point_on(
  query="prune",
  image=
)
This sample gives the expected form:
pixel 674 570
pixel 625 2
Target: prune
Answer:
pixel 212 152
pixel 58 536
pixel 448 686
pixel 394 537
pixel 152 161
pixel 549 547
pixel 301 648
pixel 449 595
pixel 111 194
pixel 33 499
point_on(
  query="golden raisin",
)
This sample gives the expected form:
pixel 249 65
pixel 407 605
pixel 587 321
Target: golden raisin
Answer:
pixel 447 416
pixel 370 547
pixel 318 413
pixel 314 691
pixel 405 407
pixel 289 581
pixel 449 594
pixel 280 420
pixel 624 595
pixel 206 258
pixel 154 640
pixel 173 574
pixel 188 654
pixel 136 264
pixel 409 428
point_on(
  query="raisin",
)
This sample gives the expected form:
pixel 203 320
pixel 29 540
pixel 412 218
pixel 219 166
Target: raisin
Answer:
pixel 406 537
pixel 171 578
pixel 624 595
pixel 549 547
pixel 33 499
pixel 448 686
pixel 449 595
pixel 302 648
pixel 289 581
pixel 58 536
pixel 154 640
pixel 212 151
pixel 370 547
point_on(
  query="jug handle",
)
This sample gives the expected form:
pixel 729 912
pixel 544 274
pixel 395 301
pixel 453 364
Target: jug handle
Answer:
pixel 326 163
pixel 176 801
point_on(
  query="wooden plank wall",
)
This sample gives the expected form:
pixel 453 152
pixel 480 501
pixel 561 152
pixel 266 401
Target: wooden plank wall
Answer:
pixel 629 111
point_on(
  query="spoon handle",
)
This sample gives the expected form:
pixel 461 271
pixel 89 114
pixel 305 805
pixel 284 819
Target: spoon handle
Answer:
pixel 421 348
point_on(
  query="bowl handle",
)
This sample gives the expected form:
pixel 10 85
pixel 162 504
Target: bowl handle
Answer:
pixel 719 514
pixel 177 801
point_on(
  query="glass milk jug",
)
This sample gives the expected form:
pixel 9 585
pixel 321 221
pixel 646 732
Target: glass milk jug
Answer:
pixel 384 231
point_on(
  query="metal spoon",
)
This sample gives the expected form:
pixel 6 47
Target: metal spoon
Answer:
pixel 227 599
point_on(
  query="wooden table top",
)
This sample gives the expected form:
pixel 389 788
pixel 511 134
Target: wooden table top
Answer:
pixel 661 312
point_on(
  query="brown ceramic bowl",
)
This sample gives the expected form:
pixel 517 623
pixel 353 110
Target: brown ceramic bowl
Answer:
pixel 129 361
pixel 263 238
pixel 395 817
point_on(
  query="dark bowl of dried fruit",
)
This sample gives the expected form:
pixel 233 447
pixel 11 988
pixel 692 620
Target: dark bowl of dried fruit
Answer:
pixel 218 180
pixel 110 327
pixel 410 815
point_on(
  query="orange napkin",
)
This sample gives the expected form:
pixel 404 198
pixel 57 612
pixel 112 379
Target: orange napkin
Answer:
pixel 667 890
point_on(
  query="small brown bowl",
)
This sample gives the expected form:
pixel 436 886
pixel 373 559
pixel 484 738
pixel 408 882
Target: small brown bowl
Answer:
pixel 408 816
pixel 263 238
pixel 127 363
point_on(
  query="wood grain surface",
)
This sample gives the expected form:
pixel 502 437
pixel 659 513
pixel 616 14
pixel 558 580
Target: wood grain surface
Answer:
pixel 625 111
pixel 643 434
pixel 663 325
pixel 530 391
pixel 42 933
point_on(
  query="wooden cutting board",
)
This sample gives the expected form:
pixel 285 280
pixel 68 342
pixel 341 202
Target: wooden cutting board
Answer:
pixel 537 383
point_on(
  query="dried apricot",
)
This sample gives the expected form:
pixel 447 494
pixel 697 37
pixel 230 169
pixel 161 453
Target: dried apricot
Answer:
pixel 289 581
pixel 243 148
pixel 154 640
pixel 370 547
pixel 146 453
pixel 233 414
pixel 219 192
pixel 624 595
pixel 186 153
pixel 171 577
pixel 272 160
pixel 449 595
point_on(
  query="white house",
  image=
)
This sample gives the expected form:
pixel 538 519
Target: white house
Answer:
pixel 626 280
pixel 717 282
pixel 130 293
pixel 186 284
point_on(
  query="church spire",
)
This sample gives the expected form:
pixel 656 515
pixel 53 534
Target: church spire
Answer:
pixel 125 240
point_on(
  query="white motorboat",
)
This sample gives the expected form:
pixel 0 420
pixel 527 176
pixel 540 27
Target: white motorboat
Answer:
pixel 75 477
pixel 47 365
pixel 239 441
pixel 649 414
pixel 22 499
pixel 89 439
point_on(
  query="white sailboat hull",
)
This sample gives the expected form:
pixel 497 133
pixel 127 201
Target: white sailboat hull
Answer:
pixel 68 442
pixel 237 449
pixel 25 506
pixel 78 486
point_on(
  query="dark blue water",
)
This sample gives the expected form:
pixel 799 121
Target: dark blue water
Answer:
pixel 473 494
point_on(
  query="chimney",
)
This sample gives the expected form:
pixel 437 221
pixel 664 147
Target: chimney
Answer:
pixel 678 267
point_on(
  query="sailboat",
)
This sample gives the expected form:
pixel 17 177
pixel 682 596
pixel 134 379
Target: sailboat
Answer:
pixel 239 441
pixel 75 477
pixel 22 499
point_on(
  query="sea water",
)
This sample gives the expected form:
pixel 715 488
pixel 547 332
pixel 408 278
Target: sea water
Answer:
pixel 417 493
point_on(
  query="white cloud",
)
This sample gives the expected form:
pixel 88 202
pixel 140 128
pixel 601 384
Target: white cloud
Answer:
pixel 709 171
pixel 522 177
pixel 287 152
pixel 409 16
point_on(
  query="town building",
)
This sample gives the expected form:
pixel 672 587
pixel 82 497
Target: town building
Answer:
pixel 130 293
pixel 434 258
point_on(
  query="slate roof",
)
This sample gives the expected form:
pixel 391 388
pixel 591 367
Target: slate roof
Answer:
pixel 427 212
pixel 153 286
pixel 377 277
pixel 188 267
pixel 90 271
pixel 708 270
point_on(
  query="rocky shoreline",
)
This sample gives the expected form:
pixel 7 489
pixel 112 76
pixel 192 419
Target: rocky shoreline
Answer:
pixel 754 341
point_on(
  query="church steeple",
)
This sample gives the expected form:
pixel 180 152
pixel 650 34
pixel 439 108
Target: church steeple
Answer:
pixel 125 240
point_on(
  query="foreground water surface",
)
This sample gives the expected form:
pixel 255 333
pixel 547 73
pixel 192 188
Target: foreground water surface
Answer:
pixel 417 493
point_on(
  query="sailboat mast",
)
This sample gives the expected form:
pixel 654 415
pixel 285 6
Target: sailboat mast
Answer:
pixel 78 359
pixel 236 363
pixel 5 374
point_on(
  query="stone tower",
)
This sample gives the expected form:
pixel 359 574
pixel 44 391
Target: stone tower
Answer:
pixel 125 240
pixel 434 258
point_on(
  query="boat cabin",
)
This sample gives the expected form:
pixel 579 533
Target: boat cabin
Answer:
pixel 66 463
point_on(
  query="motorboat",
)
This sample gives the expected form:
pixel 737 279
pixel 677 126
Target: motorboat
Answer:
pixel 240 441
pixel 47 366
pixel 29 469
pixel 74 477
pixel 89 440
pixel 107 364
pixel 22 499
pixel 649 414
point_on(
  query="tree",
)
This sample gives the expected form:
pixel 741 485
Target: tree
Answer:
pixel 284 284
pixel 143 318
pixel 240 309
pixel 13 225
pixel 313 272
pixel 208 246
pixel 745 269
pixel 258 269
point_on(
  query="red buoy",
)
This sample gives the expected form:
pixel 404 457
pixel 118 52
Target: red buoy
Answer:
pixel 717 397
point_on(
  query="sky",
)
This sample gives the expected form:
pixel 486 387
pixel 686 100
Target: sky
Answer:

WHAT IS BEING ASKED >>
Reproduce the data in its entirety, matching each character.

RESPONSE TO THE EXERCISE >>
point_on(
  query="prune",
  image=
)
This sample gives the expected form:
pixel 674 570
pixel 625 2
Target: prune
Answer:
pixel 212 152
pixel 58 536
pixel 448 686
pixel 394 537
pixel 152 161
pixel 549 547
pixel 301 648
pixel 449 595
pixel 111 194
pixel 33 499
point_on(
  query="golden raisin",
)
This sample gives the expected form:
pixel 249 65
pixel 407 605
pixel 587 321
Target: golden raisin
Answer:
pixel 447 416
pixel 370 547
pixel 318 413
pixel 314 691
pixel 405 407
pixel 289 581
pixel 449 594
pixel 280 420
pixel 624 595
pixel 206 258
pixel 154 640
pixel 173 574
pixel 188 654
pixel 136 264
pixel 409 428
point_on(
  query="raisin",
)
This sample gives the expected form:
pixel 203 320
pixel 29 540
pixel 412 218
pixel 219 166
Target: raisin
Answer:
pixel 406 537
pixel 171 578
pixel 624 595
pixel 549 547
pixel 33 499
pixel 448 686
pixel 449 595
pixel 302 648
pixel 289 581
pixel 58 536
pixel 154 640
pixel 212 151
pixel 370 547
point_on(
  query="jug handle",
)
This sample gives the expected form:
pixel 729 912
pixel 544 274
pixel 395 301
pixel 453 364
Target: jug handle
Answer:
pixel 326 163
pixel 176 801
point_on(
  query="wooden plank wall",
)
This sample gives the expected form:
pixel 453 152
pixel 480 501
pixel 561 152
pixel 266 401
Target: wooden plank wall
Answer:
pixel 629 111
point_on(
  query="spoon handle",
)
This sample gives the expected form:
pixel 461 271
pixel 89 114
pixel 305 805
pixel 284 819
Target: spoon handle
Answer:
pixel 421 348
point_on(
  query="bowl handle",
)
This sample gives the expected form:
pixel 10 85
pixel 162 504
Target: bowl handle
Answer:
pixel 719 514
pixel 177 801
point_on(
  query="glass milk jug",
)
This sample gives the expected form:
pixel 9 585
pixel 321 221
pixel 646 732
Target: glass milk jug
Answer:
pixel 384 231
point_on(
  query="metal spoon",
)
This sample gives the expected form:
pixel 6 47
Target: metal spoon
Answer:
pixel 227 599
point_on(
  query="wooden table top",
)
This sample gives the expected form:
pixel 389 788
pixel 511 134
Target: wooden table top
Answer:
pixel 661 312
point_on(
  query="brown ceramic bowl",
)
This sample gives the expected form:
pixel 517 623
pixel 353 110
Target: brown ceramic bowl
Answer:
pixel 129 361
pixel 263 238
pixel 395 817
point_on(
  query="dark bowl of dried fruit",
)
This sample gives the expected form:
pixel 233 447
pixel 11 988
pixel 692 620
Target: dark bowl of dried fruit
Answer:
pixel 218 180
pixel 110 327
pixel 410 815
point_on(
  query="orange napkin",
)
This sample gives the expected form:
pixel 404 198
pixel 57 612
pixel 112 379
Target: orange napkin
Answer:
pixel 667 890
point_on(
  query="small brown bowl",
)
This sample gives the expected form:
pixel 436 886
pixel 373 559
pixel 484 738
pixel 408 882
Target: small brown bowl
Answer:
pixel 408 816
pixel 263 238
pixel 127 363
point_on(
  query="wood grain surface",
)
This sample gives the expected form:
pixel 502 437
pixel 659 513
pixel 616 14
pixel 558 580
Target: wood grain surface
Answer:
pixel 625 111
pixel 643 434
pixel 663 325
pixel 530 391
pixel 42 933
point_on(
  query="wooden cutting board",
)
This sample gives the expected form:
pixel 285 280
pixel 68 342
pixel 341 202
Target: wooden cutting board
Answer:
pixel 537 383
point_on(
  query="dried apricot",
)
This sample gives the expected form:
pixel 447 494
pixel 697 37
pixel 230 169
pixel 161 453
Target: dried apricot
Answer:
pixel 289 581
pixel 243 148
pixel 154 640
pixel 370 547
pixel 146 453
pixel 233 414
pixel 219 192
pixel 624 595
pixel 186 153
pixel 171 577
pixel 272 160
pixel 449 595
point_on(
  query="white house",
  image=
)
This sample gives the expected form:
pixel 538 519
Target: white house
Answer:
pixel 626 280
pixel 717 282
pixel 130 293
pixel 186 284
point_on(
  query="church spire",
)
This sample gives the expected form:
pixel 656 515
pixel 53 534
Target: church spire
Answer:
pixel 125 240
point_on(
  query="white motorboat",
)
This sample gives the expected form:
pixel 0 420
pixel 527 176
pixel 540 27
Target: white motorboat
Answer:
pixel 75 477
pixel 47 365
pixel 239 441
pixel 649 414
pixel 22 499
pixel 89 439
point_on(
  query="white sailboat hull",
)
This sample gives the expected form:
pixel 497 133
pixel 127 201
Target: white sailboat hull
Answer:
pixel 68 442
pixel 237 449
pixel 25 506
pixel 78 486
point_on(
  query="dark blue water",
)
This sample gives the expected form:
pixel 799 121
Target: dark blue water
Answer:
pixel 473 494
point_on(
  query="chimney",
)
This sample gives the expected form:
pixel 437 221
pixel 664 147
Target: chimney
Answer:
pixel 678 267
point_on(
  query="sailboat",
)
This sample gives the expected form:
pixel 17 177
pixel 682 596
pixel 134 379
Target: sailboat
Answer:
pixel 239 441
pixel 75 477
pixel 22 499
point_on(
  query="sea water",
)
This sample gives the expected form:
pixel 715 488
pixel 547 332
pixel 408 278
Target: sea water
Answer:
pixel 417 493
point_on(
  query="white cloud",
)
This sample gives the expected form:
pixel 88 202
pixel 140 128
pixel 601 384
Target: white cloud
Answer:
pixel 709 171
pixel 522 177
pixel 287 152
pixel 409 16
point_on(
  query="town building",
)
This sample gives the expected form:
pixel 672 587
pixel 82 497
Target: town building
Answer:
pixel 130 293
pixel 434 258
point_on(
  query="slate roof",
)
This sample gives the expected form:
pixel 391 388
pixel 591 367
Target: slate roof
Answer:
pixel 427 212
pixel 153 286
pixel 377 277
pixel 188 267
pixel 90 271
pixel 708 270
point_on(
  query="rocky shoreline",
)
This sample gives the expected form:
pixel 7 489
pixel 112 76
pixel 192 419
Target: rocky shoreline
Answer:
pixel 754 341
point_on(
  query="church steeple",
)
This sample gives the expected form:
pixel 180 152
pixel 650 34
pixel 439 108
Target: church steeple
Answer:
pixel 125 240
point_on(
  query="foreground water surface",
)
This sample gives the expected form:
pixel 255 333
pixel 547 73
pixel 192 188
Target: foreground water surface
Answer:
pixel 417 493
point_on(
  query="sailboat mast",
)
This sample gives the expected form:
pixel 654 415
pixel 285 6
Target: sailboat mast
Answer:
pixel 78 359
pixel 236 363
pixel 5 374
point_on(
  query="stone tower",
)
This sample gives the expected form:
pixel 359 574
pixel 44 391
Target: stone tower
Answer:
pixel 125 240
pixel 434 258
point_on(
  query="boat cabin",
)
This sample gives the expected form:
pixel 579 533
Target: boat cabin
Answer:
pixel 66 463
point_on(
  query="motorboat",
)
This sample gives the expected form:
pixel 737 279
pixel 677 126
Target: motorboat
Answer:
pixel 240 441
pixel 47 366
pixel 29 469
pixel 74 477
pixel 89 440
pixel 107 364
pixel 22 499
pixel 649 414
point_on(
  query="tree",
)
This sample gives the expected form:
pixel 741 485
Target: tree
Answer:
pixel 284 284
pixel 143 318
pixel 240 309
pixel 13 225
pixel 313 272
pixel 208 246
pixel 745 269
pixel 258 269
point_on(
  query="red buoy",
)
This sample gives the expected form:
pixel 404 457
pixel 118 52
Target: red buoy
Answer:
pixel 717 397
point_on(
  query="sky",
)
This sample gives the expected form:
pixel 486 387
pixel 686 100
Target: sky
Answer:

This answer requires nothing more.